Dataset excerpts
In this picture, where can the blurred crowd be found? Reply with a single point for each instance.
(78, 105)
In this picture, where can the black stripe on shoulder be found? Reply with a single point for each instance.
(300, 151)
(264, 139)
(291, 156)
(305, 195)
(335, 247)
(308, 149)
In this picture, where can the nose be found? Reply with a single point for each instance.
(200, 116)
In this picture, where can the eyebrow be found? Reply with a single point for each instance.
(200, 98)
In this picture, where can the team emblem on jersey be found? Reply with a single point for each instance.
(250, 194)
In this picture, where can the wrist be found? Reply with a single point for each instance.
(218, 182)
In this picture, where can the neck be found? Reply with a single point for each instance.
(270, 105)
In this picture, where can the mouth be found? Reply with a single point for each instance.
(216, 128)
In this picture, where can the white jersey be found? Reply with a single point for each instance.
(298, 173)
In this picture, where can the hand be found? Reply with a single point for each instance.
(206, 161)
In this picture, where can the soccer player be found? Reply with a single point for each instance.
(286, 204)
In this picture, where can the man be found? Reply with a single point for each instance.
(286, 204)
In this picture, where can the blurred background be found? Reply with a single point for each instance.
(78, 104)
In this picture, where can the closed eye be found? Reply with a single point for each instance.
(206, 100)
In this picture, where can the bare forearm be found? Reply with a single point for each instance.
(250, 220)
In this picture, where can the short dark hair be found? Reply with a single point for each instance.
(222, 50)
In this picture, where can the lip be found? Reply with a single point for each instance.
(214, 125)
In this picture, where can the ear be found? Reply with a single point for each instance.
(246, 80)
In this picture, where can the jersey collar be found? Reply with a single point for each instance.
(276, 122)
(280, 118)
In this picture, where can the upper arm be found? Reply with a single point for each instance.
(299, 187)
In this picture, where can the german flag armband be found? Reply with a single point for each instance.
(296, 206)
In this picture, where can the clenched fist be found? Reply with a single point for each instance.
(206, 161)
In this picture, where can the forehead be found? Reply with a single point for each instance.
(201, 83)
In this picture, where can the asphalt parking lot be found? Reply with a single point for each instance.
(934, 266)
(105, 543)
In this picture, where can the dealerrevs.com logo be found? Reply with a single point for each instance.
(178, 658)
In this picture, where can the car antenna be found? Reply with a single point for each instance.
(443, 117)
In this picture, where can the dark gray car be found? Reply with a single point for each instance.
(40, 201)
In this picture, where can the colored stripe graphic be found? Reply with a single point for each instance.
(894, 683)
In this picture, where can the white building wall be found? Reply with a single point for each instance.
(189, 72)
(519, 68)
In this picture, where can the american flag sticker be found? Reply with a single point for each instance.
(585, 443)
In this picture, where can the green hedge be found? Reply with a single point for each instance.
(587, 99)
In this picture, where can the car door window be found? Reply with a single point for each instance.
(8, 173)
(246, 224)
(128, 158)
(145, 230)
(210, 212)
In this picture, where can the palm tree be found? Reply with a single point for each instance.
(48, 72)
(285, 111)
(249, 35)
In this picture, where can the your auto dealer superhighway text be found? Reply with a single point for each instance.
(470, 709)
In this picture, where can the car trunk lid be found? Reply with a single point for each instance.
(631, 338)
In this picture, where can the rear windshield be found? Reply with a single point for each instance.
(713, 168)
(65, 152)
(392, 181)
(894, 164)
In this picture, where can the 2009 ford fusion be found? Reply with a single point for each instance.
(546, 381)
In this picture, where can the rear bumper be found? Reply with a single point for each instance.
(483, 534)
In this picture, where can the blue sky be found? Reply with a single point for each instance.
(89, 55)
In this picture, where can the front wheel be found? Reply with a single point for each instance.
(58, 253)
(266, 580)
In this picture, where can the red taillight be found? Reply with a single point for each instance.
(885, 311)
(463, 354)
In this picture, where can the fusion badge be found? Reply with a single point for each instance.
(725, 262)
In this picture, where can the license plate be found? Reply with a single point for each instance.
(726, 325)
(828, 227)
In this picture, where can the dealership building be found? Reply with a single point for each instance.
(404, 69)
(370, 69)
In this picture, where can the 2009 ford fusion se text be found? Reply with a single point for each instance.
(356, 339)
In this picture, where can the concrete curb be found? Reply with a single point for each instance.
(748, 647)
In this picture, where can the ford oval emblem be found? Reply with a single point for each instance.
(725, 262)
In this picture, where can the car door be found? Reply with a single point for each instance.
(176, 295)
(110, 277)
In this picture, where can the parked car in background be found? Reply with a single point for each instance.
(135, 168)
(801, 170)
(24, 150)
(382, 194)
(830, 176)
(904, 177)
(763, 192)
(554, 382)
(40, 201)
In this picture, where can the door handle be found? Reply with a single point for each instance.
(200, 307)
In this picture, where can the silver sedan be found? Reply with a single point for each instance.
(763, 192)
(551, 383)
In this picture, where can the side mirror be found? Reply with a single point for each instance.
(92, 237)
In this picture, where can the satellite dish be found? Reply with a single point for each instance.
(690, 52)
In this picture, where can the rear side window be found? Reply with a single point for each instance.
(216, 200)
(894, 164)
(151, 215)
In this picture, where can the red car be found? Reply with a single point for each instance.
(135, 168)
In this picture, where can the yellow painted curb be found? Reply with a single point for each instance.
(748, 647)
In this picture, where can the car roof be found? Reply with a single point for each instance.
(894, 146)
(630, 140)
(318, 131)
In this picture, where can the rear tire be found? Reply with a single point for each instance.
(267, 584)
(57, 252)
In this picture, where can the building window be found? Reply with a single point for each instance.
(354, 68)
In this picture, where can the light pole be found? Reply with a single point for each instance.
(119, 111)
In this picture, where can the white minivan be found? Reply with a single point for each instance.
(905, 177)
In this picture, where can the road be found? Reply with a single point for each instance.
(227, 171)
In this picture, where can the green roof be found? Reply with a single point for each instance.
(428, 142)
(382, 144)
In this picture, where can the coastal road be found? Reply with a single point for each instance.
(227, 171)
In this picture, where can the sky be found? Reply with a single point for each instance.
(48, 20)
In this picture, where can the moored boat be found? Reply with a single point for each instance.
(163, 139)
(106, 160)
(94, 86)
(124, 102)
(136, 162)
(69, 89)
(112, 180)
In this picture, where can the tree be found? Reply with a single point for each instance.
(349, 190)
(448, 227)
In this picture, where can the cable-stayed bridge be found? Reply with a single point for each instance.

Work instructions –
Return all of the entries exactly as written.

Answer to the exercise –
In this picture, where can the blurred crowd be found? Reply with a single point for each instance.
(78, 105)
In this picture, where can the black stripe on shoulder be found? Reply with a single point for each instance.
(300, 151)
(264, 139)
(291, 156)
(305, 195)
(335, 247)
(308, 149)
In this picture, where can the nose be found? Reply with a single point for each instance.
(200, 116)
In this picture, where can the eyebrow be found? Reply with a single point for each instance.
(200, 98)
In this picture, where can the team emblem on jersey be found? Reply with a single point for each instance.
(250, 194)
In this picture, where can the wrist be found? Reply with a single point for each instance.
(218, 182)
In this picture, where can the neck be found? Reply with a single point for each instance.
(270, 105)
In this picture, where can the mouth be found? Reply with a single point for each instance.
(216, 128)
In this picture, where can the white jersey be found? Reply with a single point for each instance.
(298, 173)
In this picture, where can the hand be found? Reply with a single point for each instance.
(206, 161)
In this picture, where can the soccer player be found? Reply with a single point for each instance.
(286, 204)
In this picture, where can the man be found? Reply with a single point for each instance.
(286, 204)
In this picture, where can the blurred background be found? Reply with a single point for each instance.
(78, 104)
In this picture, where can the closed eye be found? Reply with a single point for each instance.
(206, 100)
In this picture, where can the bare forearm be found? Reply with a single point for each instance.
(250, 220)
In this picture, where can the short dark hair be found? Reply with a single point for each instance.
(222, 50)
In this picture, where can the lip be found? Reply with a single point for each instance.
(214, 125)
In this picture, where can the ear be found? Reply with a single point for each instance.
(246, 80)
In this picture, where can the jersey collar be found? Reply with a single point for each instance.
(276, 122)
(280, 118)
In this picture, where can the upper arm be found? Reply with a single point for each instance.
(299, 187)
In this picture, where can the german flag armband be found? Reply with a single point for each instance.
(296, 206)
In this picture, where can the clenched fist be found? Reply with a single point for each instance.
(206, 161)
In this picture, where can the forehead be found? Reply with a single point for each instance.
(201, 83)
In this picture, where can the asphalt parking lot be found? Reply with a single point for each instance.
(934, 266)
(105, 543)
In this picture, where can the dealerrevs.com logo be found? Reply with a single point for each instance.
(178, 658)
In this picture, where can the car antenna be found? Reply with a single point for each instance.
(443, 117)
In this picture, where can the dark gray car be found? Reply with a single point for each instance.
(40, 201)
In this picture, where can the colored stripe graphic be found? Reply with a single point for each instance.
(894, 683)
In this picture, where can the white building wall be found? Reply with a single point for each instance.
(189, 72)
(519, 68)
In this picture, where can the american flag sticker be found? Reply with a single point for each instance.
(585, 443)
In this picture, where can the green hedge be found? Reply with a single point for each instance.
(587, 99)
In this picture, where can the car door window be found? Reply with a single point for each instance.
(8, 173)
(246, 224)
(128, 158)
(145, 230)
(210, 212)
In this picture, where can the palm tree be found? Reply with a single point for each instance.
(48, 72)
(285, 111)
(249, 35)
In this picture, where can the your auto dealer superhighway text be found? Reply with a single point for each instance.
(470, 709)
In this picture, where can the car trunk lid be found? Reply with a single point for each instance.
(631, 338)
In this picture, where can the rear windshield be found? Reply with a single point for each instance.
(713, 168)
(65, 152)
(392, 181)
(894, 164)
In this picture, where can the 2009 ford fusion be found? Reply with a single point for each instance.
(546, 381)
In this picture, where can the rear bumper be found? Reply with a single point for each instance.
(483, 534)
In this picture, where can the blue sky be found? Reply with a single point for each instance.
(89, 55)
In this picture, where can the front wheel be found? Reply with a single point for each instance.
(58, 253)
(266, 580)
In this picture, where can the red taillight be found? Reply with a single point for each instance.
(885, 311)
(463, 354)
In this picture, where can the fusion badge be found? Reply with a single point for each instance.
(725, 262)
In this picture, where can the license plate be found? Reply with a single point for each instance.
(726, 325)
(828, 227)
In this picture, where can the dealership building be found? Reply with a single point for each instance.
(404, 69)
(370, 69)
In this picture, where can the 2009 ford fusion se text be found? Reply with a single point for each instance.
(356, 339)
In this picture, where can the concrete curb be found? Reply with a single point for each instance.
(748, 647)
In this picture, where can the ford oval emblem be found? Reply with a single point for each instance.
(725, 262)
In this picture, where can the car door be found? Reply with a single point for each instance.
(176, 295)
(110, 277)
In this picture, where can the parked car in background be found? Reply with a single point for each instance.
(135, 168)
(801, 170)
(24, 150)
(382, 194)
(830, 176)
(904, 177)
(763, 192)
(554, 382)
(40, 201)
In this picture, where can the door handle be found? Reply with a single point for each instance.
(200, 307)
In this picture, where can the silver sedan be found? Reply with a single point for each instance.
(763, 192)
(551, 383)
In this picture, where can the side mirror be found? Reply with a single point for each instance.
(92, 237)
In this picture, where can the satellite dish be found? Reply with a single point for each instance.
(690, 52)
In this picture, where can the rear side window be found? Reply with a single point for each instance.
(216, 200)
(894, 164)
(151, 215)
In this picture, where can the red car be found? Reply with a single point for each instance.
(135, 168)
In this picture, where can the yellow painted curb be found? Reply with a single point for each instance.
(748, 647)
In this picture, where can the car roof be found? Reply with a single point for each instance.
(894, 146)
(630, 140)
(318, 131)
In this picture, where can the rear tire be found? Reply with a single point for each instance.
(267, 584)
(57, 252)
In this picture, where can the building window be found? Reply with a single point for each instance.
(354, 68)
In this picture, where can the light pole be found? Reply with a single point for each instance.
(119, 111)
In this picture, where can the white minivan be found? Reply with a single point for each instance.
(905, 177)
In this picture, where can the road be found? Reply with a single point for each instance.
(227, 171)
In this picture, where can the green roof be found? Reply with a single point for each instance.
(428, 142)
(382, 144)
In this picture, where can the coastal road be found? Reply with a single point for each instance.
(227, 171)
In this picture, where can the sky be found? Reply with a single point for each instance.
(48, 20)
In this picture, where can the moored boat be found? Reply with a single point for each instance.
(163, 139)
(106, 160)
(94, 86)
(124, 102)
(136, 162)
(69, 89)
(112, 180)
In this picture, where can the tree be found? Reply with a single point for each instance.
(349, 190)
(448, 227)
In this picture, where can the cable-stayed bridge be found? Reply with a single point for each instance.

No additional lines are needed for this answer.